- TASK DESCRIPTION -
Print every line of the entries below word for word, leaving out the pictures.

(Records)
----

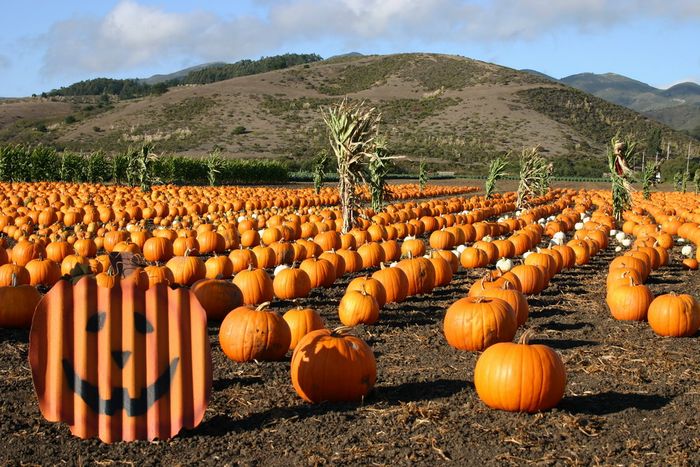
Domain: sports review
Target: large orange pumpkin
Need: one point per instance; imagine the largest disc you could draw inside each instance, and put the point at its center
(330, 366)
(475, 323)
(674, 315)
(249, 333)
(520, 377)
(122, 363)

----

- FINISHED EXERCISE -
Domain: sports review
Target: large orange pumpkin
Need: one point per instance; imagine the largest disc you could draw inside each instance, and put the point at its center
(330, 366)
(475, 323)
(674, 315)
(249, 333)
(520, 377)
(122, 363)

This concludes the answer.